What to work on :: Only the lines with "wooden" in the entries below belong in the answer; please copy them.

Data shown ::
________________
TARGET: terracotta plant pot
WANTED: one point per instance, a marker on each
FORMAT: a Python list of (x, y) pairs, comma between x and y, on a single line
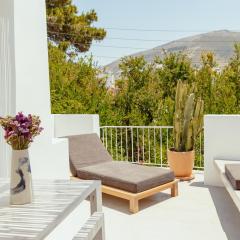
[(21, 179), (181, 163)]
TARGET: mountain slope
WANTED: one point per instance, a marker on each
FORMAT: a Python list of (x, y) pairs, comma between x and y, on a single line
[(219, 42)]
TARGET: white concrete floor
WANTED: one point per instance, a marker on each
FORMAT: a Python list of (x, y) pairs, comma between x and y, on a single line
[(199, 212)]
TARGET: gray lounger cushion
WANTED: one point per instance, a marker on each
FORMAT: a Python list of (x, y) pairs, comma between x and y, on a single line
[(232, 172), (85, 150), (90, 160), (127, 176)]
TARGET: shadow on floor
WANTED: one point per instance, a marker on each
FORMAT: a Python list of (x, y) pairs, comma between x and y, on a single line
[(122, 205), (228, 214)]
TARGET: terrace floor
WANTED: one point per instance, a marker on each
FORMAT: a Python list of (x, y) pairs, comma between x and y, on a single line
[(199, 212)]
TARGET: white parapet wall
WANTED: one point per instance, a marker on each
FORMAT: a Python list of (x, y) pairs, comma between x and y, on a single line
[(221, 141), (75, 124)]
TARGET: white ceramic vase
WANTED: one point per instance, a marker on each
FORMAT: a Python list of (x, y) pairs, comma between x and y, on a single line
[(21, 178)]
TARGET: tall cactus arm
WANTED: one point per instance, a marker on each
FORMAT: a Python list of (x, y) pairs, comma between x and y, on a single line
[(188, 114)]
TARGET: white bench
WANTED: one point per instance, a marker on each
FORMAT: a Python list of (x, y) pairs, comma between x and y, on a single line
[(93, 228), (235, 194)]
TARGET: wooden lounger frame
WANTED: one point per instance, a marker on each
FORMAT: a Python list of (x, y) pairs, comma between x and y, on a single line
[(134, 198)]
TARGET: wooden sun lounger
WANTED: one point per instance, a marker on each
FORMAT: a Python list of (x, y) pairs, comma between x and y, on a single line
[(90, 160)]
________________
Response ::
TARGET: wooden lounger frame
TARGET: wooden sun lounger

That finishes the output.